● The problem
Print the records exactly as they are written.

● Extracted material
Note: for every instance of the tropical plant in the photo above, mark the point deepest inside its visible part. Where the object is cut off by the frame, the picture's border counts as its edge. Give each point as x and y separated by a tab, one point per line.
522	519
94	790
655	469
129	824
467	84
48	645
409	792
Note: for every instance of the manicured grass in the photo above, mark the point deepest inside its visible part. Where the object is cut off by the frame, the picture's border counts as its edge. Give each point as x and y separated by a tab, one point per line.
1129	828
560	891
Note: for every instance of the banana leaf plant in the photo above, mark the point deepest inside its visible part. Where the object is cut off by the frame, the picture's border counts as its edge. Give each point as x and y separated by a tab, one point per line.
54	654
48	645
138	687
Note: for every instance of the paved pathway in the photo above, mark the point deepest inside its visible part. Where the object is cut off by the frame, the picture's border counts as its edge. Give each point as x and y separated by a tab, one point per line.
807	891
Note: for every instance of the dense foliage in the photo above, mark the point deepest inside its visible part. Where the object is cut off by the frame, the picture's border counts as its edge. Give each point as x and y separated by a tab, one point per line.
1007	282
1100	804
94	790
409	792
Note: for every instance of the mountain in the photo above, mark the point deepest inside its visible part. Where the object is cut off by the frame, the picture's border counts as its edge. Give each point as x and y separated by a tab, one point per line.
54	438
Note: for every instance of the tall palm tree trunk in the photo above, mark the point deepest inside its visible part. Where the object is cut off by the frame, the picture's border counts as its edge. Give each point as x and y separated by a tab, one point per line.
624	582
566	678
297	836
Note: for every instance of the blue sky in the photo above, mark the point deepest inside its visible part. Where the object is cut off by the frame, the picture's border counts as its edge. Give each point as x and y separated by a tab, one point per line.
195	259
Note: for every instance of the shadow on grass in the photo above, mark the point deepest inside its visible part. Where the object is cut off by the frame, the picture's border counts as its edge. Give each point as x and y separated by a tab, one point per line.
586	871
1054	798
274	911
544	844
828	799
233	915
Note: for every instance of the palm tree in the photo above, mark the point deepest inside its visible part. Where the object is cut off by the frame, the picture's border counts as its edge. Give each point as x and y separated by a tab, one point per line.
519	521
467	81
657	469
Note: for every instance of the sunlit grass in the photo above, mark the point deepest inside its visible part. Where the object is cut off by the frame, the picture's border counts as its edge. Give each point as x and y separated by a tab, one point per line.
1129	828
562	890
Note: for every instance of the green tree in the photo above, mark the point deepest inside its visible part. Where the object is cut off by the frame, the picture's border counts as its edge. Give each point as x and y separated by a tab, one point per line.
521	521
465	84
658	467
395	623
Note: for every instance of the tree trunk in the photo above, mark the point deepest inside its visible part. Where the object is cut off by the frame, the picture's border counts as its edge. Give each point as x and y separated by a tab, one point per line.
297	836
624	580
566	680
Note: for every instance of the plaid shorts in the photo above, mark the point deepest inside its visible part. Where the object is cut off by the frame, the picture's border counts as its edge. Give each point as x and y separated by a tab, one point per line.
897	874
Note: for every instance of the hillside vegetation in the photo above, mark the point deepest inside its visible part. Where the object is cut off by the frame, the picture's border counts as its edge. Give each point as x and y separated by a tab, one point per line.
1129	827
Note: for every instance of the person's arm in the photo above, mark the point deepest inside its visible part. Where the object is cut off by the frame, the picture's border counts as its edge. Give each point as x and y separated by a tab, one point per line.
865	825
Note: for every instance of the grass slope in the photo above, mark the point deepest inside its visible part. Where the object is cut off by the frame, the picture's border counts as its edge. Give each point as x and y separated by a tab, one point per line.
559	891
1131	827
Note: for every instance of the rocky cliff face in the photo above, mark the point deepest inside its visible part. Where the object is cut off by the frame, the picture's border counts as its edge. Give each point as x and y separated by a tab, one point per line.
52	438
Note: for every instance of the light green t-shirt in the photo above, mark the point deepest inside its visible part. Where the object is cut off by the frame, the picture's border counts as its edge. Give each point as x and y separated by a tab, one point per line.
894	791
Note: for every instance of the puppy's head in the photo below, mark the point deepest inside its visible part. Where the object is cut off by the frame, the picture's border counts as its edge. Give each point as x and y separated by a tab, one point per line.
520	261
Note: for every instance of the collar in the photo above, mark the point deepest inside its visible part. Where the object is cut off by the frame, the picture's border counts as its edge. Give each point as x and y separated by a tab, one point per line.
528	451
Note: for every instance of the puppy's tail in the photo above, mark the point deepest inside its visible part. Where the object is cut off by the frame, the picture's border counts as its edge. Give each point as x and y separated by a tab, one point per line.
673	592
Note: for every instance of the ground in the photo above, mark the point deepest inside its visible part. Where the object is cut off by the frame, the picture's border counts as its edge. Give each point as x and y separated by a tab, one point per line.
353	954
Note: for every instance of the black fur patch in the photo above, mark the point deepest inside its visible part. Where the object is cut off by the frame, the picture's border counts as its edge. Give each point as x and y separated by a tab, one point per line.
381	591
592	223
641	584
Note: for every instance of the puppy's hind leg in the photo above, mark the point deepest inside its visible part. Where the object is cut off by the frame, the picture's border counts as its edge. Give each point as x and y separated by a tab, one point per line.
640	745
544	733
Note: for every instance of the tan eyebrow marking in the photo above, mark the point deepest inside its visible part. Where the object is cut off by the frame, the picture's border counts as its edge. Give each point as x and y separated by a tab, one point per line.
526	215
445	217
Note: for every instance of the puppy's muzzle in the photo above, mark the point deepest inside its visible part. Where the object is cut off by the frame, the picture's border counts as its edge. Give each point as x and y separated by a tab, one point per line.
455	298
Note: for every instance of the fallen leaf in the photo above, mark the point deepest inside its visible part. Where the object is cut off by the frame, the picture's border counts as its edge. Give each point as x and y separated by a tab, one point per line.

● Solution to this problem
Note: for every instance of the tropical plant in the photo above, mark the point deepest inside its visible part. Where the object is cut off by the frame, the picture's border counts as its edge. Give each point as x and y separated by a tab, one point per line.
522	519
94	790
655	469
129	824
467	84
48	645
409	792
Note: for every instance of the manicured grass in the photo above, mark the point deepest inside its visible part. Where the object is cut off by the frame, the picture's border counts as its edge. Give each point as x and y separated by a tab, one point per line.
1129	828
560	891
Note: for every instance of the banana leaf plant in the photo above, mark the point deepest inside its visible part. Where the object is cut off by the frame, the picture's border counts as its edge. Give each point as x and y separated by a tab, one point per line.
54	654
48	645
138	687
Note: for every instance of the paved pathway in the photo above, mark the point deepest inside its visible part. Where the object is cut off by the frame, the picture's border counts as its edge. Give each point as x and y separated by a tab, one point per line.
807	891
Note: for every instance of the dense foliage in the photo above, mark the point deepest inside its visible part. Where the object is cut off by the frame, the picture's border counts as its edge. Give each point as x and y separated by a tab, one point per line.
1007	282
1100	804
94	790
409	792
Note: for every instance of the mountain in the photo above, mark the point deepest inside its visible part. Where the object is cut off by the frame, the picture's border counts as its edge. Give each point as x and y separated by a tab, one point per line.
54	438
Note: for every instance of the tall palm tree trunk in the photo above, mark the point deepest inside its visible part. Where the object is cut off by the frame, the picture's border counts as its edge. Give each point as x and y separated by a tab, one point per line.
624	582
566	678
297	836
Note: for every instance of the blue sky in the photo above, mark the point deepest inside its visible part. Where the object is cut off by the frame, the picture's border counts as its edge. Give each point as x and y separated by a tab, one point per line.
195	259
Note: for every instance of the shadow on grass in the photo above, mark the point deepest inside its visible part. Where the object is cut off by the frame, the picture's border counts as its edge. Give each point as x and y separated by a tab, one point per line.
586	871
1054	798
274	911
544	844
828	799
233	915
Note: for every instance of the palm tree in the photo above, mark the point deepest inside its visible part. Where the object is cut off by the frame, the picture's border counts as its edge. Give each point as x and y separated by a tab, one point per line.
519	521
467	81
657	469
Note: for every instance of the sunlit grass in the photo above, mark the point deepest inside its visible part. Where the object is cut off by the frame, the picture's border counts as its edge. Give each point as x and y separated by a tab, one point per line.
1129	828
562	890
Note: for every instance of the green tree in the photo above, mark the point deepest inside its visible part. Where the object is cut off by the frame, the picture's border counts as its edge. Give each point as x and y separated by a tab, one point per line.
521	521
465	84
658	467
395	623
Note: for every instance of the tree trunk in the photo above, mark the point deepest inside its visible part. Where the object is cut off by the frame, the picture's border counts as its edge. Give each point as x and y separated by a tab, one point per line.
297	836
624	580
566	680
Note: for every instance of the plaid shorts in the photo above, mark the point deepest inside its visible part. Where the object is cut off by the frame, the picture's border counts as its edge. Give each point as x and y separated by a tab, one point per line.
897	874
Note: for every instance of the hillside vegetation in the photo above, mark the point deepest inside its visible part. Where the object is cut off by the frame, the picture's border counts as its edge. Give each point as x and y separated by a tab, one point per line.
1129	827
Note: for every instance of the person's arm in the photo above, mark the point deepest inside its visible part. Where the object is cut off by the frame, the picture's border counts as its edge. Give each point as x and y separated by a tab, one point per line.
865	825
Note: for every instance of the grass slope in the photo above, mark the point deepest inside its visible part. Where the object is cut off by the frame, the picture's border counts as its edge. Give each point as x and y separated by a tab, one point per line.
559	891
1131	827
Note: for every instance of the rocky cliff face in the photo above, mark the point deepest inside its visible part. Where the object is cut off by the frame, the picture's border counts as its edge. Give each point as x and y separated by a tab, one point per line.
52	438
Note: for every instance of the light green t-shirt in the photo above, mark the point deepest inside its visible part. Where the object is cut off by the frame, the picture's border counts as its edge. Give each point as x and y separated by a tab, one point per line.
894	791
Note: for every instance of the puppy's head in the photo below, mark the point deepest inside its visible part. Where the object is cut off by the frame, the picture's border counts as its edge. Give each point as x and y separated by a tab, one point per line.
520	261
Note: for every instance of the collar in the photo above, mark the point deepest inside its visible part. Where the object is cut off by the frame, the picture's border counts as its edge. Give each point as x and y separated by a tab, one point per line.
528	451
Note: for every instance of the puppy's tail in the photo above, mark the point deepest inside its visible part. Where the object is cut off by the frame, the picture's border counts as its edge. Give each point as x and y separated by a tab, one point per line.
673	592
Note: for every instance of the ground in the photo above, mark the point deepest inside its visible part. Where the object is cut off by the frame, the picture's border counts as its edge. Give each point as x and y separated by a tab, one point per line.
353	954
Note: for every instance of the black fur patch in the photo above, mark the point deepest inside its visible part. Where the object is cut off by the frame, the picture's border counts as its edge. Give each point as x and y separated by a tab, one point per line.
381	591
592	223
641	584
Note: for every instance of the puppy's hind leg in the photo above, mark the point deepest inside its visible part. Where the object is cut off by the frame, the picture's border counts as its edge. Give each point as x and y separated by a tab, one point per line.
640	745
544	733
Note: for every instance of the tan eyebrow marking in the photo above, mark the point deepest inside its visible part. Where the object is cut off by the frame, the picture's border counts as its edge. Give each point as x and y separated by a tab, one point per line.
526	215
445	217
Note: for every instance of the puppy's muzzle in the photo above, mark the point deepest inside its visible part. Where the object is cut off by the frame, the picture's border counts as its edge. Give each point as x and y separated by a tab, one point per line.
455	298
Note: for every instance of the fallen leaf in the photo above, mark the point deepest inside its visible part. Where the object is cut off by the frame, the picture's border counts as its edge. Give each point as x and y separated by a tab, one point per line.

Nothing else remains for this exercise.